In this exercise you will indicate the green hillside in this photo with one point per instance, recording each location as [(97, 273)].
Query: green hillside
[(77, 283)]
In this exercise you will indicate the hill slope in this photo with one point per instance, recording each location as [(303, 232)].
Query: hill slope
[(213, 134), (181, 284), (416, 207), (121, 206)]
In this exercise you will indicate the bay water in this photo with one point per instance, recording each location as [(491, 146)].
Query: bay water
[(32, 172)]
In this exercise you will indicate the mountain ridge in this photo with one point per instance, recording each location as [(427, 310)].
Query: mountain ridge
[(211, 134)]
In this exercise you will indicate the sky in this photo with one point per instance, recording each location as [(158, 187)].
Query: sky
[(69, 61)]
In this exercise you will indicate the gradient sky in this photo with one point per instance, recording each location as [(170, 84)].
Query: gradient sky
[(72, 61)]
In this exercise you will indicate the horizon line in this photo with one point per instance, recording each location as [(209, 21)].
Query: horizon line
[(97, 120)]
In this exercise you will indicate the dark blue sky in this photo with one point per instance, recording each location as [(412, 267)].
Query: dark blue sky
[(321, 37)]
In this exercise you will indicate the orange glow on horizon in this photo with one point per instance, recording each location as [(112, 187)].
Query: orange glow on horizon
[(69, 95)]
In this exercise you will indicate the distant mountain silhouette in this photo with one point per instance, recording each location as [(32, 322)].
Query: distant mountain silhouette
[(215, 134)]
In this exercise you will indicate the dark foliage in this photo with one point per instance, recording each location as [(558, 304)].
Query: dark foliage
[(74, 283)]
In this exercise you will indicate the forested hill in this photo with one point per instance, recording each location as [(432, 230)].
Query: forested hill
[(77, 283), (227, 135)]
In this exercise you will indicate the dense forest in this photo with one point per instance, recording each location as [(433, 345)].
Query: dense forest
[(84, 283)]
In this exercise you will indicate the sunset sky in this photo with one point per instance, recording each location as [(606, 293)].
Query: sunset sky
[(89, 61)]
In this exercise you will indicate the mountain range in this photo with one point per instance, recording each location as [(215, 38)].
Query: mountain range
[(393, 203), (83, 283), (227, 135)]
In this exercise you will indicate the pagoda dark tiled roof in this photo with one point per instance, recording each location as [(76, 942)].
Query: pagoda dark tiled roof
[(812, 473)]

= = = = =

» TASK: Can you rewrite the data starting at the line that contains "In this exercise you will indicate the forested" and running to the end, replacing "dense forest" with "thick woodland" and leaving everything else untouched?

» COMPLETE OUTPUT:
In this exercise you will indicate the forested hill in this photo with one point per instance, recording each location as [(432, 230)].
Query: forested hill
[(77, 283), (227, 135)]
In this exercise you will indicate the thick woodland in this photo with one point per instance, recording each location as [(433, 345)].
Query: thick woodland
[(84, 283)]
In this exercise you will indicate the sunset sky in this photo with one point per instance, recording each location as [(606, 293)].
Query: sunset sky
[(89, 61)]
In this exercise you will indicate the mountain range in this photo with one point per instance, recording each location as [(215, 38)].
Query: mountain range
[(393, 203), (83, 283), (227, 135)]
In this exercise you will indicate the pagoda dark tiled roof in this photo with one point per instance, recording each location as [(76, 942)].
Query: pagoda dark tiled roof
[(812, 473)]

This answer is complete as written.